------ PASSAGE EXTRAIT ------

Prosper Brouillon est un auteur à succès. Comme son prénom l'indique, il rapporte beaucoup à Max, son éditeur, et, dans ce livre, il se révèle tel qu'en lui-même son lecteur le change:
Il ne pense qu'à son lecteur, il pense à lui obsessionnellement, avec passion, à chaque nouveau livre inventer la tortue nouvelle qui obligera ce rat cupide à cracher ses vingt euros.
Éric Chevillard décrit Prosper à l'oeuvre et dévoile ses secrets de fabrication, qui font de lui un écrivain que tout éditeur aimerait avoir, sinon dans son catalogue, dans son registre comptable.
Cette fois Prosper a décidé de se renouveler, d'abandonner le marché de masse pour se lancer dans le marché de niche, c'est-à-dire de donner une trame policière à son nouveau roman.
Prosper imagine peu à peu les personnages de sa brigade policière à partir du secret de notre humanité qu'il a su percer: L'individu n'est que la somme des détails qui le constituent.
Ce que cet increvable de Prosper (pour les besoins de la cause il file des métaphores) rapporte à Max permet à celui-ci de publier des poètes illisibles, qui n'y sont pour rien, les pauvres:
Il laboure ses dix pages à l'heure: dix prodigieux écrivains impopulaires et désargentés auront ce soir un bol de riz. Max peut compter sur lui.
Prosper Brouillon doit de temps en temps laisser son roman en plan pour faire la tournée triomphale des salons et festivals du livre: C'est un crêve-coeur, mais la gloire a ses exigences.

------ DONNÉES ------

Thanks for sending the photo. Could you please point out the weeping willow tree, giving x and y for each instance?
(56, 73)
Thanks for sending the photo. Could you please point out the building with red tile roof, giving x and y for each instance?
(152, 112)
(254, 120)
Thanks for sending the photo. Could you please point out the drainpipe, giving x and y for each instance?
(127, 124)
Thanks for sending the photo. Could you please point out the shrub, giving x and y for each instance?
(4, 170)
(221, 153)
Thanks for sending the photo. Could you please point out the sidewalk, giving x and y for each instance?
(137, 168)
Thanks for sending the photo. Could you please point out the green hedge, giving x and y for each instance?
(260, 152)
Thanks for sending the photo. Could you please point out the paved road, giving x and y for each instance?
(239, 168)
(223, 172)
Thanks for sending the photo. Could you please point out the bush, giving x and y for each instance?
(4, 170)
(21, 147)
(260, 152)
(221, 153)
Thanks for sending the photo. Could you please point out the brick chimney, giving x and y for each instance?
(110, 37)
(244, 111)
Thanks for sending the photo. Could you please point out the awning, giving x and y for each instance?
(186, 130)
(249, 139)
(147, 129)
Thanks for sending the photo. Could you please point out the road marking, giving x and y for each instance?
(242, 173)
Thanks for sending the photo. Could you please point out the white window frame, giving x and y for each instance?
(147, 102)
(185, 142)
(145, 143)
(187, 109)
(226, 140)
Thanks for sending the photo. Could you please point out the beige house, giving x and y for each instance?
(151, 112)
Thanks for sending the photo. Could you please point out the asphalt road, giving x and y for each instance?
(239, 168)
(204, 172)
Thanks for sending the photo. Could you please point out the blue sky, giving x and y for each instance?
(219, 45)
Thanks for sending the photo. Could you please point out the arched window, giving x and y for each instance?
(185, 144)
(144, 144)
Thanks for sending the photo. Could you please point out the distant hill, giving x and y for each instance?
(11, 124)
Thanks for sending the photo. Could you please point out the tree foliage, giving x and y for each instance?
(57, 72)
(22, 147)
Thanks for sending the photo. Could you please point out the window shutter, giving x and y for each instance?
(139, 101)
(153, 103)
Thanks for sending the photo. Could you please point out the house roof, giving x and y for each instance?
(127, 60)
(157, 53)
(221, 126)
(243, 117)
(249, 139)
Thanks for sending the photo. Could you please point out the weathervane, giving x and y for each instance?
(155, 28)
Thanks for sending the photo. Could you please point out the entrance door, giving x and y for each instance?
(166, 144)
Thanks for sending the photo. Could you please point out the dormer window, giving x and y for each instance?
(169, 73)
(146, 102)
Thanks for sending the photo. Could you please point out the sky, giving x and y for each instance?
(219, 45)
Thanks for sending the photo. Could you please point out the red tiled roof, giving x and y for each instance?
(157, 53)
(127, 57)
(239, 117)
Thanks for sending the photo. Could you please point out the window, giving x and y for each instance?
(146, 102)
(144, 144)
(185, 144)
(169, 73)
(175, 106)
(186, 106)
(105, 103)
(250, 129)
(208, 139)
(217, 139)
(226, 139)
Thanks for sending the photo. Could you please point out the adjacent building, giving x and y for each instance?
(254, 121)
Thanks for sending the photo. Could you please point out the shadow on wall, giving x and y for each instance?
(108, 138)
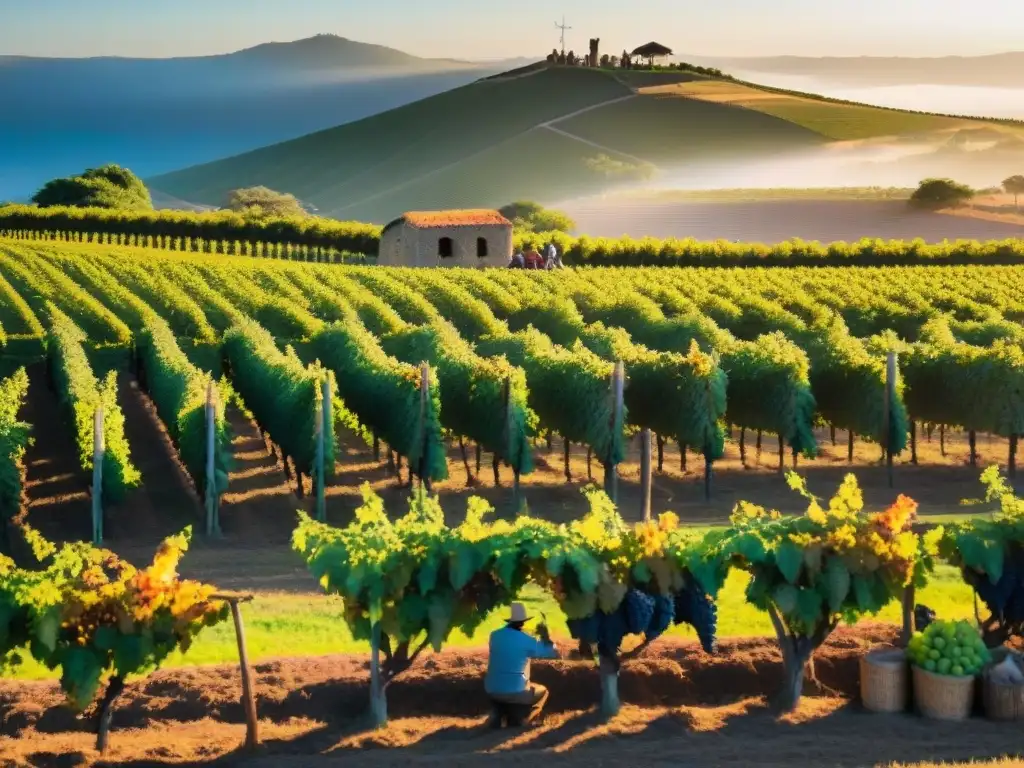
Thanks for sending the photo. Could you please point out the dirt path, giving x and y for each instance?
(166, 501)
(680, 707)
(449, 166)
(56, 486)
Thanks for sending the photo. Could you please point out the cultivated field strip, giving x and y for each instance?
(512, 353)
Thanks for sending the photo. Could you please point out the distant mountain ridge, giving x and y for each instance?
(320, 52)
(155, 115)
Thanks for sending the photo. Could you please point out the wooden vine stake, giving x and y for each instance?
(909, 597)
(212, 500)
(98, 451)
(610, 470)
(509, 431)
(888, 420)
(248, 690)
(645, 474)
(378, 704)
(324, 418)
(422, 469)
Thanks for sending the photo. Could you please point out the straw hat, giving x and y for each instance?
(517, 613)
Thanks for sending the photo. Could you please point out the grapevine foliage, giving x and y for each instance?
(81, 394)
(832, 562)
(990, 555)
(13, 440)
(91, 614)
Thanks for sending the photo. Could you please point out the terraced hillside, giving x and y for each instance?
(547, 134)
(712, 356)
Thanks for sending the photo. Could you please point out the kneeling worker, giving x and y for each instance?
(514, 699)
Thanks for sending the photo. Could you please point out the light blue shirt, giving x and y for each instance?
(508, 665)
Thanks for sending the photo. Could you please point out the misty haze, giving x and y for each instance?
(947, 99)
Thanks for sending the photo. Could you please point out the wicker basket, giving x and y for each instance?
(943, 696)
(1001, 701)
(884, 680)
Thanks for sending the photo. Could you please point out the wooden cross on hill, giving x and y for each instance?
(563, 28)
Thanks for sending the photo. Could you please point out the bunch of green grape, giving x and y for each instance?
(949, 648)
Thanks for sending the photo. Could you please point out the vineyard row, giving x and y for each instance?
(322, 240)
(512, 354)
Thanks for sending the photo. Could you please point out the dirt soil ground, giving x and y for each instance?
(778, 220)
(680, 707)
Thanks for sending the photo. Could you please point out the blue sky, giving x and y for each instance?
(491, 29)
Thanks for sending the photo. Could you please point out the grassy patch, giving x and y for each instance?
(836, 121)
(288, 625)
(754, 194)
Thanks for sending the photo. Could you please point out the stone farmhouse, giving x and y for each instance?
(461, 238)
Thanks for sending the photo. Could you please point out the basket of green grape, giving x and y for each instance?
(946, 658)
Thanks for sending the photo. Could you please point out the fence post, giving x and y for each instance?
(424, 394)
(508, 441)
(248, 694)
(98, 450)
(212, 499)
(321, 460)
(610, 470)
(645, 474)
(890, 399)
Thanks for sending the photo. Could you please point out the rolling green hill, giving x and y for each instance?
(543, 134)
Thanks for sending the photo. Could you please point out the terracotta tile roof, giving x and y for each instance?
(480, 217)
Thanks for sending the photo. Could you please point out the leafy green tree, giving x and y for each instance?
(940, 193)
(528, 216)
(1014, 185)
(109, 186)
(261, 202)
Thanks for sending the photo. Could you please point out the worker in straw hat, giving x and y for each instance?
(514, 699)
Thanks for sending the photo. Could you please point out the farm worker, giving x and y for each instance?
(513, 697)
(554, 260)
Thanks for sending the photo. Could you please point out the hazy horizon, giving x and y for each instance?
(461, 29)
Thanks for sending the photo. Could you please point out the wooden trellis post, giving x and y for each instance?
(610, 470)
(212, 498)
(508, 440)
(324, 418)
(887, 421)
(248, 691)
(424, 394)
(645, 474)
(98, 451)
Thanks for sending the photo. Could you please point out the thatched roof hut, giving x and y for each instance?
(650, 51)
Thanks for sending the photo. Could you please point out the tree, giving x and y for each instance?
(259, 202)
(940, 193)
(1014, 185)
(528, 216)
(109, 186)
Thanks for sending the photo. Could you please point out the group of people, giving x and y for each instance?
(532, 260)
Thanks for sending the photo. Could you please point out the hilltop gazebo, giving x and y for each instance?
(650, 51)
(463, 238)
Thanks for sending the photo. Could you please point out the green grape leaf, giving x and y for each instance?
(838, 580)
(785, 597)
(790, 560)
(809, 606)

------

Répondez aux questions suivantes à l'aide du texte sur Prosper Brouillon.
1. Comment s'appelle l'éditeur de Prosper Brouillon ?
2. Quelle trame Prosper décide-t-il de donner à son nouveau roman ?
3. Combien de pages Prosper laboure-t-il à l'heure ?

• **RÉPONSE**
1. Max.
2. Une trame policière.
3. Dix pages.